[Coordinate annotation rows]
## start
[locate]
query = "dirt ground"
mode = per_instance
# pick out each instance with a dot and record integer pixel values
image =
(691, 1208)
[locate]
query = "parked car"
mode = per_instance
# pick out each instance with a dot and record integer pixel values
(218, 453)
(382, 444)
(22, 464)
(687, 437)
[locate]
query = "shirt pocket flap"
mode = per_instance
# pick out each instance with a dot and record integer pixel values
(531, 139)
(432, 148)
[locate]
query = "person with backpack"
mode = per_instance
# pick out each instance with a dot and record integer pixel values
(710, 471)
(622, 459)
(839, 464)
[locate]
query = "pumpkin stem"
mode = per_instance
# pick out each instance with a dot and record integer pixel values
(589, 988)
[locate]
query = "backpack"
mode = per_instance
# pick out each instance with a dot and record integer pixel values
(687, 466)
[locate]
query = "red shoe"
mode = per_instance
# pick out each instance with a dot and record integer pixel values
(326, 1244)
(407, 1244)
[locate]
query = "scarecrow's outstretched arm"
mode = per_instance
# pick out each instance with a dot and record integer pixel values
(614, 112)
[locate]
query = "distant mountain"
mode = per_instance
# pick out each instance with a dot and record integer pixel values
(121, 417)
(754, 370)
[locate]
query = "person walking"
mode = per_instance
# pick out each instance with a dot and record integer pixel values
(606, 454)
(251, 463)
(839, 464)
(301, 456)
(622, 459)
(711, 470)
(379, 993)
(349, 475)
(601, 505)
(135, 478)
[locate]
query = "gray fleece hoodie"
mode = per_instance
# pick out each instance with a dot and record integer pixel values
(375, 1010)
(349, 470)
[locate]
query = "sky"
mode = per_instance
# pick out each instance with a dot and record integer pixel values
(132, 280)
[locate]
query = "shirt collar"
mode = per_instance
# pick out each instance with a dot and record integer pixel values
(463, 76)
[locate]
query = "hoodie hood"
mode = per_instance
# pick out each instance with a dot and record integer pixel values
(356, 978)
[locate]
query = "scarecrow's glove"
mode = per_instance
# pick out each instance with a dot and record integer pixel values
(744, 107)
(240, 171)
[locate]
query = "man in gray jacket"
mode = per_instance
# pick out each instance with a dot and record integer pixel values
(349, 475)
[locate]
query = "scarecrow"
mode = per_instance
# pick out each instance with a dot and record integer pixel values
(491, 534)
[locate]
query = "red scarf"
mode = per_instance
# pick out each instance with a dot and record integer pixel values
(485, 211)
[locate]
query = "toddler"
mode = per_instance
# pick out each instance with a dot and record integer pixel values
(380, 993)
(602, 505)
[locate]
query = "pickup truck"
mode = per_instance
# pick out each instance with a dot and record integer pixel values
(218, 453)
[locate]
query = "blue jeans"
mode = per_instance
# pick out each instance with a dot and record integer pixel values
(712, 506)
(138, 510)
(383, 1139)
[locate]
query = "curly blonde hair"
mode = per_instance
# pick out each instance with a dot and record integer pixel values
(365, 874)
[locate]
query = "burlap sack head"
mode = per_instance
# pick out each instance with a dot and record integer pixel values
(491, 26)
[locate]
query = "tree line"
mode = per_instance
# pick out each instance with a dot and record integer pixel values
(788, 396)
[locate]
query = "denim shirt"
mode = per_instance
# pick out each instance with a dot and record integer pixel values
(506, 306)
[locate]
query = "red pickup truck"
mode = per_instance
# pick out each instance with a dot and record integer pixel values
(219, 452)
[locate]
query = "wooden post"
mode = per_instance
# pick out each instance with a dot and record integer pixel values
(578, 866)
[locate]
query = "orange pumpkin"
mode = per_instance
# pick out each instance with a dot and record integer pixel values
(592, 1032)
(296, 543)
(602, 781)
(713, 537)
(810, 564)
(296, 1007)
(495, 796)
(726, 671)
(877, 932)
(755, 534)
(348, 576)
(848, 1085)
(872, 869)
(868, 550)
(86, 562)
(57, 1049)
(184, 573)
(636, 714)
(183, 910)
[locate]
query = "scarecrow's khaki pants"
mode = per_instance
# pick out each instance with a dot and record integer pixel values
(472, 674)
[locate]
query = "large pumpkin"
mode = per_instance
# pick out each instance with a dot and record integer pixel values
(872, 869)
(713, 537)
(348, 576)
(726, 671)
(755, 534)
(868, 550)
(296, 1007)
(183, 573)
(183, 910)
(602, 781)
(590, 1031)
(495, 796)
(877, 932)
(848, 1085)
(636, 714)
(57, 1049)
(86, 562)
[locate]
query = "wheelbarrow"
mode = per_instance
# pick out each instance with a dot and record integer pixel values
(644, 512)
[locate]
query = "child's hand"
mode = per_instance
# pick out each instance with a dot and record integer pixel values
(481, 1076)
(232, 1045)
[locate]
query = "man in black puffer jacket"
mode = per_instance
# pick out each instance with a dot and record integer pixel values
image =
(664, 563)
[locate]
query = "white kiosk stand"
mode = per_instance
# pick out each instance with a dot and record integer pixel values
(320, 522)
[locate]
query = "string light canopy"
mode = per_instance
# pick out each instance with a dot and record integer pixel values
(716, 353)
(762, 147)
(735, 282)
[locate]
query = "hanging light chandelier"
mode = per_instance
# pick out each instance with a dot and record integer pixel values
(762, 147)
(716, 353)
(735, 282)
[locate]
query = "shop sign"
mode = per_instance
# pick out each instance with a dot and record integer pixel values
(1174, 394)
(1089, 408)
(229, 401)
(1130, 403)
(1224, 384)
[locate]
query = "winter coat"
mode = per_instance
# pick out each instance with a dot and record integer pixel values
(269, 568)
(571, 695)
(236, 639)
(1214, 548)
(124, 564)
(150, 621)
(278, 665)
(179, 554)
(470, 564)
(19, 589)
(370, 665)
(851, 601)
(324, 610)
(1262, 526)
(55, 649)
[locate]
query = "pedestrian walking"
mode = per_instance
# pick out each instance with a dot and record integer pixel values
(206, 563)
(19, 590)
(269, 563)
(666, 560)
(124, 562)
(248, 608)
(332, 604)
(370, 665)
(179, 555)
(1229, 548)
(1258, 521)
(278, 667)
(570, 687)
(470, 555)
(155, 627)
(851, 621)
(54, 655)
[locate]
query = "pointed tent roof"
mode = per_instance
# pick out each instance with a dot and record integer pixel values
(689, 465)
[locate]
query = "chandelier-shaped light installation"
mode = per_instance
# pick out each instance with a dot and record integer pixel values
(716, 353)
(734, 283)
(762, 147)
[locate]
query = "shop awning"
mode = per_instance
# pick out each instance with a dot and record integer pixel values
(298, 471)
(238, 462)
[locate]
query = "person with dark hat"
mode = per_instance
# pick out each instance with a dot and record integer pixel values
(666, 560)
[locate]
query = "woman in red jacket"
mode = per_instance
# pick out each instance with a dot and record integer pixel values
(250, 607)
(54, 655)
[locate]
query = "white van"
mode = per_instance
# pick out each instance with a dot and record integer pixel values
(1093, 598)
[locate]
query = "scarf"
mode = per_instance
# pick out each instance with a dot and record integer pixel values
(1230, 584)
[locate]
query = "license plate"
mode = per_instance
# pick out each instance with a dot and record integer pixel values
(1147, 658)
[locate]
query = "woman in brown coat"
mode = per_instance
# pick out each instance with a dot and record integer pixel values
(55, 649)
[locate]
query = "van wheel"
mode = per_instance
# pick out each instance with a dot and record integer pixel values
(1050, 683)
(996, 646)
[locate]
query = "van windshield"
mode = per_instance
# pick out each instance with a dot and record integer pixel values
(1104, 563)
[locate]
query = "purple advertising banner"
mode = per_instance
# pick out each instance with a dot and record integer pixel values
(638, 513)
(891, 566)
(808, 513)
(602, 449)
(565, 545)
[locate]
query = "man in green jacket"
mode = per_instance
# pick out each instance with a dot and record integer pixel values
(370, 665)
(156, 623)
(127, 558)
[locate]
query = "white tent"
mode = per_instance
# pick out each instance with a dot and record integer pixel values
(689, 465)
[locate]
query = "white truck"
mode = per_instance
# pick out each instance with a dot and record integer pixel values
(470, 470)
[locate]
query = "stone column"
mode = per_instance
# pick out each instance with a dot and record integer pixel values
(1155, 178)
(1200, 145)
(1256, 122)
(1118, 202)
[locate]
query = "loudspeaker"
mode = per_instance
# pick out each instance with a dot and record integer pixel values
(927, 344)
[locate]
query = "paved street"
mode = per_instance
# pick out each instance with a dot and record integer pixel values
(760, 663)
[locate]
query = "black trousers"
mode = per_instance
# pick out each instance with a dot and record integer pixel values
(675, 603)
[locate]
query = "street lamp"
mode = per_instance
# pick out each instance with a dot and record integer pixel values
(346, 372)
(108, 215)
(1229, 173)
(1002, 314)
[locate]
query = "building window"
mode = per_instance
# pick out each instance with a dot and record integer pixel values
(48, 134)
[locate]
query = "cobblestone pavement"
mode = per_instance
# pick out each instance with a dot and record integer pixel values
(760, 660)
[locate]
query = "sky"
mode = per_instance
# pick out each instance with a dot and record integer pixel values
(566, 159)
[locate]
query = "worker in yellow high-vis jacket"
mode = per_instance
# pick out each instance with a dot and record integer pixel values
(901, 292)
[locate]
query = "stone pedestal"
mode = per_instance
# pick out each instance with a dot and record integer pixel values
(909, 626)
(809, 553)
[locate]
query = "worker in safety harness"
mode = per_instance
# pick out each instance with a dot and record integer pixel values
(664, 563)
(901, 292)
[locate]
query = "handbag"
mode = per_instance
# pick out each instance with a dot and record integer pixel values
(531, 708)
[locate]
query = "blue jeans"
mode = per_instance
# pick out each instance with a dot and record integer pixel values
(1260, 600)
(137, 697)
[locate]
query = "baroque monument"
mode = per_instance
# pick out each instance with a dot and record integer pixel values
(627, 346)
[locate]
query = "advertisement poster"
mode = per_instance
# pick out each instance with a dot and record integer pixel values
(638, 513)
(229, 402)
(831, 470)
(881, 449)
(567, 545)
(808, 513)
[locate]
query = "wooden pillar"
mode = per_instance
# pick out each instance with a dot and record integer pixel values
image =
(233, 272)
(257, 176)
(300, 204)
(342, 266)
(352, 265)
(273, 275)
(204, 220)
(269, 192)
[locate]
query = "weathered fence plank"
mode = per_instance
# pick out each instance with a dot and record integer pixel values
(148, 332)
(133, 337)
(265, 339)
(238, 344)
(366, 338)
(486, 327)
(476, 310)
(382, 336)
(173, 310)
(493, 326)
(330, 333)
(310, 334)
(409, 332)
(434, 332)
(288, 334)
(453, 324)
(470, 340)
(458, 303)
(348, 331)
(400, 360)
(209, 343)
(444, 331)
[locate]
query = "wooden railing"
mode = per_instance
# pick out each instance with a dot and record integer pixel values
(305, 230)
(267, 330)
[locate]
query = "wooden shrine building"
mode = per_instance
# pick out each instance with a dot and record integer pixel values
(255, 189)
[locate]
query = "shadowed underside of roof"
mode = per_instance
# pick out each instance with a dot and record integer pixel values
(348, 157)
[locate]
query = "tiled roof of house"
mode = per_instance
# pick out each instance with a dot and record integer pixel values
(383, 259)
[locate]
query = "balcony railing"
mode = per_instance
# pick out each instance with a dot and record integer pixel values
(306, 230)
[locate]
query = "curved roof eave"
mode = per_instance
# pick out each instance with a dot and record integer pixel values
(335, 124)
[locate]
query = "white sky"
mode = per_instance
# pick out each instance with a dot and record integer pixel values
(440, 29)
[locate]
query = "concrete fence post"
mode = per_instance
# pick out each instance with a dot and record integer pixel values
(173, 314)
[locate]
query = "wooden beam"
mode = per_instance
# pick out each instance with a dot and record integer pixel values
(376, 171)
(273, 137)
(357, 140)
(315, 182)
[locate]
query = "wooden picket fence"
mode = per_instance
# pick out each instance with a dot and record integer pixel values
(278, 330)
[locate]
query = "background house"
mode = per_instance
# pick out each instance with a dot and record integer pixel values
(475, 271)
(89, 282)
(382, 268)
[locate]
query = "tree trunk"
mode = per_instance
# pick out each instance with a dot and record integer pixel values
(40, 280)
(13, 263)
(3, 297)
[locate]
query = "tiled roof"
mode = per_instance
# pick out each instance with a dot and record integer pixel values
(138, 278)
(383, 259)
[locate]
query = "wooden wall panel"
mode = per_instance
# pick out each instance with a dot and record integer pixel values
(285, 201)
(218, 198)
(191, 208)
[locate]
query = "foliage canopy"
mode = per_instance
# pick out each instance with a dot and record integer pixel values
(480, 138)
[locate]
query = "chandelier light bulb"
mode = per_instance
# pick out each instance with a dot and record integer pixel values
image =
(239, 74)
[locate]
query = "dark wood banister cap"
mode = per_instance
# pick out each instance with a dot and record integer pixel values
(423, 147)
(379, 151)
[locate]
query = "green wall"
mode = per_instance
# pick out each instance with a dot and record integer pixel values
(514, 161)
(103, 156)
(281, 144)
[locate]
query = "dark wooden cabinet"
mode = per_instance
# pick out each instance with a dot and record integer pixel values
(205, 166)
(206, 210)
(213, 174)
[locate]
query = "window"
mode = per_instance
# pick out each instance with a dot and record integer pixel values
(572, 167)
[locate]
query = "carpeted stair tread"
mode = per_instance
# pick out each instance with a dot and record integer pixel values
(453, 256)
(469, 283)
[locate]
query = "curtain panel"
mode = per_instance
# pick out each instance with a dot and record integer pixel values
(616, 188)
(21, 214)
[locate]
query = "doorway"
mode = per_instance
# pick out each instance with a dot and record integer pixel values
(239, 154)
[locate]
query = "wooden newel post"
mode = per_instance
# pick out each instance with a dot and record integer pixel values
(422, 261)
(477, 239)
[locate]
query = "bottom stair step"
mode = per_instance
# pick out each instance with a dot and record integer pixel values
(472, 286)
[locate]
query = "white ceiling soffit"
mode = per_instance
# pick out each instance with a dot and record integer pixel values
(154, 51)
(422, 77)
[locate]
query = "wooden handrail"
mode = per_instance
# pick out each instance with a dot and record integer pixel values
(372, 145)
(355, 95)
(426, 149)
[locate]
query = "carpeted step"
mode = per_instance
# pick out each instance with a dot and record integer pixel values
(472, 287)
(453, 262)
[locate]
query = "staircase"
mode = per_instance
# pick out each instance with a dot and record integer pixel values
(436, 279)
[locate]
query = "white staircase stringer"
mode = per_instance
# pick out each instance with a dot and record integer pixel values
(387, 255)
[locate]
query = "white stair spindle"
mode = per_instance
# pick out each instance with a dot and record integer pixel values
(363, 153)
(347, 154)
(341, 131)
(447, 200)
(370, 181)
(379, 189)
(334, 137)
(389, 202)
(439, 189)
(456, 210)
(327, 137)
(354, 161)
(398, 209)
## end
▶ [Exercise goal]: List every line of the rows above that contains the word "coat".

▶ [Result of the task]:
query = "winter coat"
query = "woman in brown coat"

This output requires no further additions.